[[ Excerpted passage open ]]

Magnesium increases iberiotoxin-sensitive large conductance calcium activated potassium currents on the basilar artery smooth muscle cells in rabbits.

OBJECTIVES

Magnesium has been known for treating vasospasm following subarachnoid hemorrhage. However, its action mechanism in cerebral vascular relaxation is not clear. Potassium channels play a pivotal role in the relaxation of smooth muscle cells. To investigate their role in magnesium-induced relaxation of basilar smooth muscle cells, we examined the effect of magnesium on potassium channels using the patch clamp technique on acutely isolated smooth muscle cells from rabbit basilar artery.

METHOD

Fresh smooth muscle cells were isolated from the basilar artery by enzyme treatment. To identify which potassium channels are involved in the magnesium-induced currents, we used the potassium channel blockers tetraethylammonium (TEA), glibenclamide, apamin and iberiotoxin (IBX).

[[ Excerpted passage closed ]]
[[ Available data open ]]

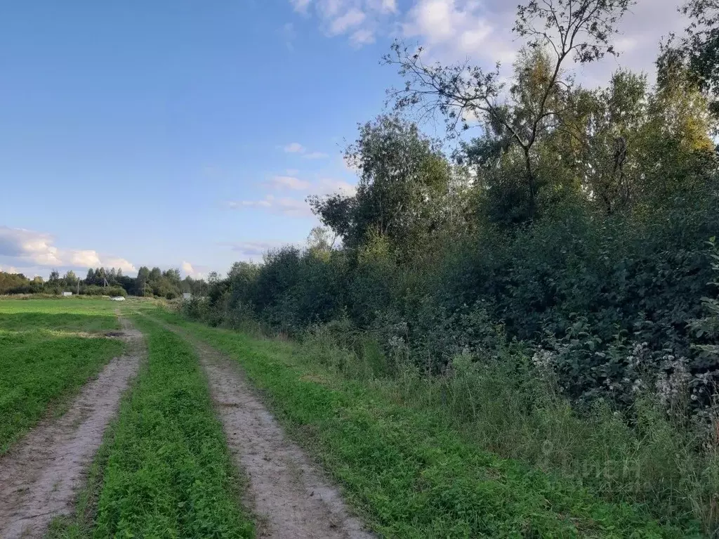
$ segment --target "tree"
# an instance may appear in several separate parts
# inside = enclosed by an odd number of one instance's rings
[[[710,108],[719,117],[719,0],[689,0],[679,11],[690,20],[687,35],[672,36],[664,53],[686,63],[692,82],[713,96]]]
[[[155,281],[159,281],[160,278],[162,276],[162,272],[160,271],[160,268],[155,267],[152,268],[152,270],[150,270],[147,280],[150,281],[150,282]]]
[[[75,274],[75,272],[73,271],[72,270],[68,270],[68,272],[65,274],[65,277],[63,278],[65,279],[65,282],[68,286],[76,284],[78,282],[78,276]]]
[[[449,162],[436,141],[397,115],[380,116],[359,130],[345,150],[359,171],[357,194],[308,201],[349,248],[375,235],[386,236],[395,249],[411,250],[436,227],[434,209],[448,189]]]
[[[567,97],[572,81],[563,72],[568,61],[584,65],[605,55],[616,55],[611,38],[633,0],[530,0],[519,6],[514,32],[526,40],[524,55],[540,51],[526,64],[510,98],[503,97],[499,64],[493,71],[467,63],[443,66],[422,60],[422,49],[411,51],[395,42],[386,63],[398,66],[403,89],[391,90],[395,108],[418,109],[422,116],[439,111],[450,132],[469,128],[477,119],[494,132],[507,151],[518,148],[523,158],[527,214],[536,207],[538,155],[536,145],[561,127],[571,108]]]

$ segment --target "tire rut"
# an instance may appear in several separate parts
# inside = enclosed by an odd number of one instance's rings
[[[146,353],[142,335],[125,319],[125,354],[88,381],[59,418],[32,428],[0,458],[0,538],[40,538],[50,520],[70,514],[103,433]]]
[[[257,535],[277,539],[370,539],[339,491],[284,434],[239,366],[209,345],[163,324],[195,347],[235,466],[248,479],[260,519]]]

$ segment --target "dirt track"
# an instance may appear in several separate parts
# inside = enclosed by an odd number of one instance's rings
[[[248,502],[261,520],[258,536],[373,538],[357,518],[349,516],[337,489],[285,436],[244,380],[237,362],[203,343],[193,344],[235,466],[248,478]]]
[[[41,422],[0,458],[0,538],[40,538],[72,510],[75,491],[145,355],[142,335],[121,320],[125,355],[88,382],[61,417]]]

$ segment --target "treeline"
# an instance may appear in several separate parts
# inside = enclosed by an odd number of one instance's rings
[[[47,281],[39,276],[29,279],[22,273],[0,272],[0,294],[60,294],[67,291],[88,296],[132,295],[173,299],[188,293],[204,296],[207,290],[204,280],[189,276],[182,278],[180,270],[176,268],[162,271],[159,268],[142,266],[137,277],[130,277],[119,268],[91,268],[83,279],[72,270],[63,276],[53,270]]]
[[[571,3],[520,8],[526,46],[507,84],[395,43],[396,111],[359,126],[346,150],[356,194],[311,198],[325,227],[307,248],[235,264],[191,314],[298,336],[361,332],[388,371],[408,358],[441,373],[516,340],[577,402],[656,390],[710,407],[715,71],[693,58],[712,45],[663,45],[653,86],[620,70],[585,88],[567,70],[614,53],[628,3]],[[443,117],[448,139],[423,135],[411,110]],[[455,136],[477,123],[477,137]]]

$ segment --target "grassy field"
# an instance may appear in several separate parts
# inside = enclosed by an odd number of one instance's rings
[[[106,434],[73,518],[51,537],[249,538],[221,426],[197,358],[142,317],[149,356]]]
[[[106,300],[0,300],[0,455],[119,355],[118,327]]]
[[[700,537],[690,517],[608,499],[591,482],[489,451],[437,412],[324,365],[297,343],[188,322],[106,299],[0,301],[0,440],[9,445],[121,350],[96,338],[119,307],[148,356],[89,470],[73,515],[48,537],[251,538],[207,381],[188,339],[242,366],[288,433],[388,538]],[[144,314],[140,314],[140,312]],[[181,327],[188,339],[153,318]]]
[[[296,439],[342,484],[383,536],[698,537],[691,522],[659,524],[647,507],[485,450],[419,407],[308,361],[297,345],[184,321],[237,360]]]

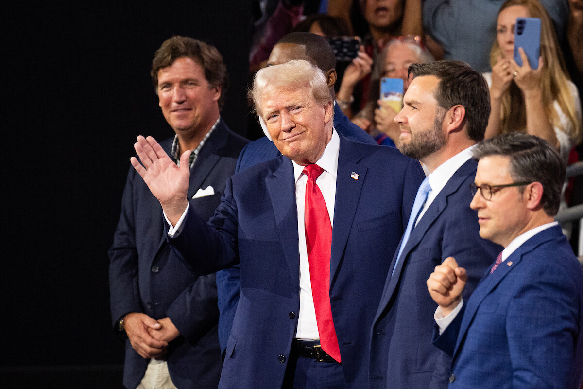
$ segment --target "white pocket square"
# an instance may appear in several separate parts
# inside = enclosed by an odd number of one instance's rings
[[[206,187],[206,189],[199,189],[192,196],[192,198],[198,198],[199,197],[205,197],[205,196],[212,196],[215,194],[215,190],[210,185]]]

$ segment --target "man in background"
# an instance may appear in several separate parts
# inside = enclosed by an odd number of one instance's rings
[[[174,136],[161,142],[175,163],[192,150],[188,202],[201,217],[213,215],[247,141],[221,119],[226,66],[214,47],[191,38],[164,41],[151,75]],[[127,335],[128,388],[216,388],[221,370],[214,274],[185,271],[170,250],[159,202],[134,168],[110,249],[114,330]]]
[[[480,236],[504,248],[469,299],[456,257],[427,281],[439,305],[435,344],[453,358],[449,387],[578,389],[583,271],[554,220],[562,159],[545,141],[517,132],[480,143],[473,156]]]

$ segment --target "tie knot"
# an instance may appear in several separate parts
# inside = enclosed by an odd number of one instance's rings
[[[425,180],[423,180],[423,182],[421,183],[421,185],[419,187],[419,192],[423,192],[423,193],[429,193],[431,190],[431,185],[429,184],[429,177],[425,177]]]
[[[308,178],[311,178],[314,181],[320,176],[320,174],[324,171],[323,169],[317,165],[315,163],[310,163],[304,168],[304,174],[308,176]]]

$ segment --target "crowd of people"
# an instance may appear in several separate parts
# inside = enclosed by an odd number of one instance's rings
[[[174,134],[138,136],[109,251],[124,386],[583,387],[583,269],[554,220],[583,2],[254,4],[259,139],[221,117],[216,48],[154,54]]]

[[ Available data closed ]]

§ Things to do
1) Reproduce the magnesium study abstract word for word from "Magnesium increases iberiotoxin-sensitive" to "rabbit basilar artery.".
2) Resume the magnesium study abstract after its last sentence and keep writing.
The records have no connection to the magnesium study abstract.

§ Responses
1)
Magnesium increases iberiotoxin-sensitive large conductance calcium activated potassium currents on the basilar artery smooth muscle cells in rabbits.

OBJECTIVES

Magnesium has been known for treating vasospasm following subarachnoid hemorrhage. However, its action mechanism in cerebral vascular relaxation is not clear. Potassium channels play a pivotal role in the relaxation of smooth muscle cells. To investigate their role in magnesium-induced relaxation of basilar smooth muscle cells, we examined the effect of magnesium on potassium channels using the patch clamp technique on acutely isolated smooth muscle cells from rabbit basilar artery.

2)
RESULTS

Magnesium (5 mM) increased the step pulse-induced outward K+ currents by 46% over control level (P < 0.01). The outward K+ current was decreased to 22% (P < 0.01) by TEA (10 mM), a non-specific K+ channel blocker, and to 60% of control level (P < 0.01) by IBX (0.1 μM,), a large-conductance Ca2+-activated K+ (BK) channel blocker, but was not inhibited by apamin (1 nM), a small-conductance Ca2+ -activated potassium (SK) channel blocker, or glibenclamide (3 mM), an adenosine triphosphate (ATP)-sensitive K+) channel blocker. Caffeine (3 mM) enhanced outward K+ currents. Magnesium-induced increase of outward K+ currents persisted in the presence of apamin. However, magnesium failed to increase the outward K+ currents in the presence of IBX.

DISCUSSION

These results demonstrate that BK channels are functionally expressed in rabbit basilar smooth muscle cells and suggest that BK channels may play a pivotal role in magnesium-induced relaxation.